Requirements:
Reproduce the data exactly.

# start of Information given

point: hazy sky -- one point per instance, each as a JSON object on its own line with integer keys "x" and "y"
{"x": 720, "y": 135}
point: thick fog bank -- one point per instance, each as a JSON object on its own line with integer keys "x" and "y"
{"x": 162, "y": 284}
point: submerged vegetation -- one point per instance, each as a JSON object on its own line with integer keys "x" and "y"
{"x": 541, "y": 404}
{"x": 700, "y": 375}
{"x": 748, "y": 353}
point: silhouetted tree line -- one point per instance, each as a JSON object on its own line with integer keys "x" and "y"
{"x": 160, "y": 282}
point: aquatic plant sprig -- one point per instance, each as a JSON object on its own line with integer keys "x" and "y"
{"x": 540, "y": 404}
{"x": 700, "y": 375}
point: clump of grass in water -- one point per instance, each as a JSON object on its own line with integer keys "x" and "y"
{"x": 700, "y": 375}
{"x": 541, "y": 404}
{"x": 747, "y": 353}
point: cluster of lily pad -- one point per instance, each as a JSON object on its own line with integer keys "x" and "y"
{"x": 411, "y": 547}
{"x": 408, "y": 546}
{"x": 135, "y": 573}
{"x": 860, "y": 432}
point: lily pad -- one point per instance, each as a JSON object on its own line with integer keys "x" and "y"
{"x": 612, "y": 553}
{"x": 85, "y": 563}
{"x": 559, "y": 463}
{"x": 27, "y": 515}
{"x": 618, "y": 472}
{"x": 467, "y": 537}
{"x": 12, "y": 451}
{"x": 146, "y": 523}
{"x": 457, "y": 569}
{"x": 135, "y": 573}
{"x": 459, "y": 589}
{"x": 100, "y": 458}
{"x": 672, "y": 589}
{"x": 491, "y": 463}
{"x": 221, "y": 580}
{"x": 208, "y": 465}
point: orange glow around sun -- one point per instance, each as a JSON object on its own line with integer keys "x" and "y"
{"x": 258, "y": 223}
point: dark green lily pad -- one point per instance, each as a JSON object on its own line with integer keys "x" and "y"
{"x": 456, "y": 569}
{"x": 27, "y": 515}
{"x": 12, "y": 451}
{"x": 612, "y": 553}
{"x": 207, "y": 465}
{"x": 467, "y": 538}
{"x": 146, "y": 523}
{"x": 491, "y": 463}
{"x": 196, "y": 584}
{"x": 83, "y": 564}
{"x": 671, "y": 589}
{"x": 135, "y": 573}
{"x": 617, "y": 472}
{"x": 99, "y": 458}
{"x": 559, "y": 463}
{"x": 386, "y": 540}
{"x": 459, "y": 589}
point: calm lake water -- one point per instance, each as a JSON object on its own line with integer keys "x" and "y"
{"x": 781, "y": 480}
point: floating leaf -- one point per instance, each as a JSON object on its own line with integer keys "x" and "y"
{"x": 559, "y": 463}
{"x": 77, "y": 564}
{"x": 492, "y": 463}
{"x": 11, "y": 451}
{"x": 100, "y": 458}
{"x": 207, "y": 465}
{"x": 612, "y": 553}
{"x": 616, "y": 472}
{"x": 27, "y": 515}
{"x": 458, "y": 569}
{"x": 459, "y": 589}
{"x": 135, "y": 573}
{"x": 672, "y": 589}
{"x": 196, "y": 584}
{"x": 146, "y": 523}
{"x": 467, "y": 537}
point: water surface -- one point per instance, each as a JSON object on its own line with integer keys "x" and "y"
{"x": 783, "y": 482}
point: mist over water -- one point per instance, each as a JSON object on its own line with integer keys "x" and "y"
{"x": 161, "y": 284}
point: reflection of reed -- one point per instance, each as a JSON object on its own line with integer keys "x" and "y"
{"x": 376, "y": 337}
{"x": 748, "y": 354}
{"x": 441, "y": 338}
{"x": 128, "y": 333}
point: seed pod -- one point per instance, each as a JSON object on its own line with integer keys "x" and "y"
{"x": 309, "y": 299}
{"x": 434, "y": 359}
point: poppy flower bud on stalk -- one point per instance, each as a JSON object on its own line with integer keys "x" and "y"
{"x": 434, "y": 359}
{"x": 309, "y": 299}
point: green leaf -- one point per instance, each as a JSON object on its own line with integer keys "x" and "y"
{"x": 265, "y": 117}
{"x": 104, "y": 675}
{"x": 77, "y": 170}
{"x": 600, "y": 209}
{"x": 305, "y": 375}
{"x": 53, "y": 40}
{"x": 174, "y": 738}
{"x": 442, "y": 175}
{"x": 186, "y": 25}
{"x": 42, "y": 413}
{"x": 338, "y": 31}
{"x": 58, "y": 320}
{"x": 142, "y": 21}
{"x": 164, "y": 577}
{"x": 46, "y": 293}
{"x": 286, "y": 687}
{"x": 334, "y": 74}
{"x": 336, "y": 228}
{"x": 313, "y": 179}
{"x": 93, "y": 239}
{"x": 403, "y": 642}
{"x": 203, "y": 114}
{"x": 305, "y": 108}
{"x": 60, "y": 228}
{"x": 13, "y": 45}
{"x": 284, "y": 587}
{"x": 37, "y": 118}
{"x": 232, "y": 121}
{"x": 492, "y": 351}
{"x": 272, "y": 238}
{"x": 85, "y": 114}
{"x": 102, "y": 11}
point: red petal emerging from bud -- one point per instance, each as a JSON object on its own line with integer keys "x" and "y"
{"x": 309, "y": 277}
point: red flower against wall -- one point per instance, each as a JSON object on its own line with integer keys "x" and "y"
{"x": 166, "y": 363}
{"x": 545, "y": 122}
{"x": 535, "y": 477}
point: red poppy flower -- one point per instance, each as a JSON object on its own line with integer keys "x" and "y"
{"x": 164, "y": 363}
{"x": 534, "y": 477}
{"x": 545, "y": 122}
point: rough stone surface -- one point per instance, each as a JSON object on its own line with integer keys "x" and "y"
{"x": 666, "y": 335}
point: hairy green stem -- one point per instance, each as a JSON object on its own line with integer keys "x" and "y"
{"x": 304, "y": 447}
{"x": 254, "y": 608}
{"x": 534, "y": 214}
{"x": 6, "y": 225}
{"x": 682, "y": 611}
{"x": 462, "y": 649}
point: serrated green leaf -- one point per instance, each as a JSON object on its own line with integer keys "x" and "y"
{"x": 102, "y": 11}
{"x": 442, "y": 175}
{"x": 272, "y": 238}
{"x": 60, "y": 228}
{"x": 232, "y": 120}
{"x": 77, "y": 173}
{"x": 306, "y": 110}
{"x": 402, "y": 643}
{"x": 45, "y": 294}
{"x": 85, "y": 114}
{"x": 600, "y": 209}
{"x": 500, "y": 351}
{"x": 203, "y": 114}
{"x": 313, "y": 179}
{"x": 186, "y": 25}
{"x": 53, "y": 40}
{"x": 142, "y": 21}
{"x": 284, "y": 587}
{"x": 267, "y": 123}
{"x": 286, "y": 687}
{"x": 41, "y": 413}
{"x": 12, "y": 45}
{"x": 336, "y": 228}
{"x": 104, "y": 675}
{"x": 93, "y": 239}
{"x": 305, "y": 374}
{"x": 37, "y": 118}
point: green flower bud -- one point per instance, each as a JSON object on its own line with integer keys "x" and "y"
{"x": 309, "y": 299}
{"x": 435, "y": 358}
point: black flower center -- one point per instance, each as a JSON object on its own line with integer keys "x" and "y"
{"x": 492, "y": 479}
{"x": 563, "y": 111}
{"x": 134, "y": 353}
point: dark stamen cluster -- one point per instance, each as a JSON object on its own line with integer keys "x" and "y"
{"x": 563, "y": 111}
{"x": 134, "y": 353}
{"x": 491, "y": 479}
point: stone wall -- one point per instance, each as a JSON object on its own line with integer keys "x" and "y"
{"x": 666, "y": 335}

# end of Information given

Solution for this problem:
point: hazy sky -- one point per instance, each as a JSON object on its own line with integer keys "x" and "y"
{"x": 720, "y": 135}
point: thick fog bank -- one point per instance, each as a JSON object on its own line with integer keys "x" and "y"
{"x": 162, "y": 284}
point: submerged vegetation -- one point per instance, each as a JSON object on its own line with integer keys "x" and "y"
{"x": 541, "y": 404}
{"x": 700, "y": 375}
{"x": 748, "y": 353}
point: silhouetted tree line -- one point per instance, each as a JSON object on its own line with integer keys "x" and "y"
{"x": 160, "y": 282}
point: aquatic plant sprig -- one point per instance, each as a JSON object on its own line with integer keys "x" and "y"
{"x": 540, "y": 404}
{"x": 700, "y": 375}
point: clump of grass in water -- one point per instance, each as a JSON object on its own line with integer keys "x" and "y"
{"x": 700, "y": 375}
{"x": 541, "y": 404}
{"x": 747, "y": 353}
point: cluster of lily pad -- one point per instance, each as a JSON object on its own line with integer keys "x" and "y"
{"x": 411, "y": 547}
{"x": 408, "y": 546}
{"x": 135, "y": 573}
{"x": 860, "y": 432}
point: lily pad -- one point per instance, each as a JSON object on its own line with integer keys "x" and "y"
{"x": 612, "y": 553}
{"x": 85, "y": 563}
{"x": 559, "y": 463}
{"x": 27, "y": 515}
{"x": 618, "y": 472}
{"x": 467, "y": 537}
{"x": 12, "y": 451}
{"x": 146, "y": 523}
{"x": 457, "y": 569}
{"x": 135, "y": 573}
{"x": 459, "y": 589}
{"x": 100, "y": 458}
{"x": 672, "y": 589}
{"x": 491, "y": 463}
{"x": 221, "y": 580}
{"x": 208, "y": 465}
point: orange glow around sun -- one point per instance, each as a JSON object on its own line with integer keys "x" and "y"
{"x": 258, "y": 223}
point: dark green lily pad -- one point per instance, each as a JSON object on its own line with integer keys "x" and "y"
{"x": 456, "y": 569}
{"x": 27, "y": 515}
{"x": 12, "y": 451}
{"x": 612, "y": 553}
{"x": 207, "y": 465}
{"x": 467, "y": 538}
{"x": 146, "y": 523}
{"x": 491, "y": 463}
{"x": 196, "y": 584}
{"x": 83, "y": 564}
{"x": 671, "y": 589}
{"x": 135, "y": 573}
{"x": 617, "y": 472}
{"x": 99, "y": 458}
{"x": 559, "y": 463}
{"x": 386, "y": 540}
{"x": 459, "y": 589}
point: calm lake water -- one point per instance, each as a JSON object on its own line with integer keys "x" and "y"
{"x": 781, "y": 480}
point: floating leaf -- one point per instance, each as a JSON object on its own line with integer keys "x" and "y"
{"x": 559, "y": 463}
{"x": 77, "y": 564}
{"x": 492, "y": 463}
{"x": 11, "y": 451}
{"x": 100, "y": 458}
{"x": 207, "y": 465}
{"x": 612, "y": 553}
{"x": 616, "y": 472}
{"x": 27, "y": 515}
{"x": 458, "y": 569}
{"x": 459, "y": 589}
{"x": 135, "y": 573}
{"x": 672, "y": 589}
{"x": 196, "y": 584}
{"x": 146, "y": 523}
{"x": 467, "y": 537}
point: water surface -- one point per instance, each as a JSON object on its own line with integer keys "x" and "y"
{"x": 783, "y": 482}
point: mist over water -- one point per instance, each as a JSON object on its own line with integer keys "x" and "y"
{"x": 161, "y": 284}
point: reflection of reed -- one point per instance, each as a JSON object on its own line with integer keys "x" and "y"
{"x": 376, "y": 337}
{"x": 748, "y": 354}
{"x": 441, "y": 338}
{"x": 128, "y": 333}
point: seed pod -- one point per instance, each as a JSON object on its own line with integer keys "x" and "y"
{"x": 309, "y": 299}
{"x": 434, "y": 359}
point: poppy flower bud on stalk -- one point per instance, each as a JSON object on its own line with integer keys "x" and "y"
{"x": 434, "y": 359}
{"x": 309, "y": 299}
point: green leaf -- one point per instance, each as a JSON object on its own line with integer keys "x" and "y"
{"x": 265, "y": 117}
{"x": 104, "y": 675}
{"x": 77, "y": 170}
{"x": 600, "y": 209}
{"x": 305, "y": 375}
{"x": 53, "y": 40}
{"x": 174, "y": 738}
{"x": 442, "y": 175}
{"x": 186, "y": 25}
{"x": 42, "y": 413}
{"x": 338, "y": 31}
{"x": 58, "y": 320}
{"x": 142, "y": 21}
{"x": 164, "y": 577}
{"x": 46, "y": 293}
{"x": 286, "y": 687}
{"x": 334, "y": 74}
{"x": 336, "y": 228}
{"x": 313, "y": 179}
{"x": 93, "y": 239}
{"x": 403, "y": 642}
{"x": 203, "y": 114}
{"x": 305, "y": 108}
{"x": 60, "y": 228}
{"x": 13, "y": 45}
{"x": 284, "y": 587}
{"x": 37, "y": 118}
{"x": 232, "y": 121}
{"x": 492, "y": 351}
{"x": 272, "y": 238}
{"x": 85, "y": 114}
{"x": 102, "y": 11}
point: red petal emerging from bud -- one point per instance, each as a JSON object on its own line with integer keys "x" and "y"
{"x": 309, "y": 277}
point: red flower against wall -- one point per instance, each as a JSON object on its own line with integer keys "x" and "y"
{"x": 166, "y": 363}
{"x": 545, "y": 122}
{"x": 535, "y": 477}
point: red poppy flower -- one point per instance, each as a JSON object on its own line with integer keys "x" and "y"
{"x": 164, "y": 363}
{"x": 534, "y": 477}
{"x": 545, "y": 122}
point: rough stone surface -- one point per instance, each as a JSON object on its own line with integer keys "x" and "y"
{"x": 666, "y": 335}
point: hairy green stem -- one point per instance, each as a JSON object on its own line with integer keys "x" and "y"
{"x": 304, "y": 447}
{"x": 254, "y": 608}
{"x": 534, "y": 214}
{"x": 6, "y": 225}
{"x": 682, "y": 611}
{"x": 462, "y": 649}
point: serrated green leaf -- one point per instance, each as a JSON object on its own line with integer keys "x" and "y"
{"x": 102, "y": 11}
{"x": 442, "y": 175}
{"x": 272, "y": 238}
{"x": 60, "y": 228}
{"x": 232, "y": 120}
{"x": 77, "y": 173}
{"x": 306, "y": 110}
{"x": 402, "y": 643}
{"x": 45, "y": 294}
{"x": 85, "y": 114}
{"x": 600, "y": 209}
{"x": 500, "y": 351}
{"x": 203, "y": 114}
{"x": 313, "y": 179}
{"x": 186, "y": 25}
{"x": 53, "y": 40}
{"x": 142, "y": 21}
{"x": 284, "y": 587}
{"x": 267, "y": 123}
{"x": 286, "y": 687}
{"x": 41, "y": 413}
{"x": 12, "y": 45}
{"x": 336, "y": 228}
{"x": 104, "y": 675}
{"x": 93, "y": 239}
{"x": 305, "y": 374}
{"x": 37, "y": 118}
point: green flower bud -- one point per instance, each as a JSON object on its own line with integer keys "x" and "y"
{"x": 309, "y": 299}
{"x": 435, "y": 358}
point: black flower center -- one point per instance, each as a JSON object on its own line with integer keys "x" and "y"
{"x": 492, "y": 479}
{"x": 563, "y": 111}
{"x": 134, "y": 353}
point: dark stamen cluster -- one point per instance, each as a JSON object on its own line with integer keys "x" and "y"
{"x": 563, "y": 111}
{"x": 134, "y": 353}
{"x": 491, "y": 479}
point: stone wall -- one point per instance, each as a JSON object on its own line with integer keys "x" and "y"
{"x": 666, "y": 335}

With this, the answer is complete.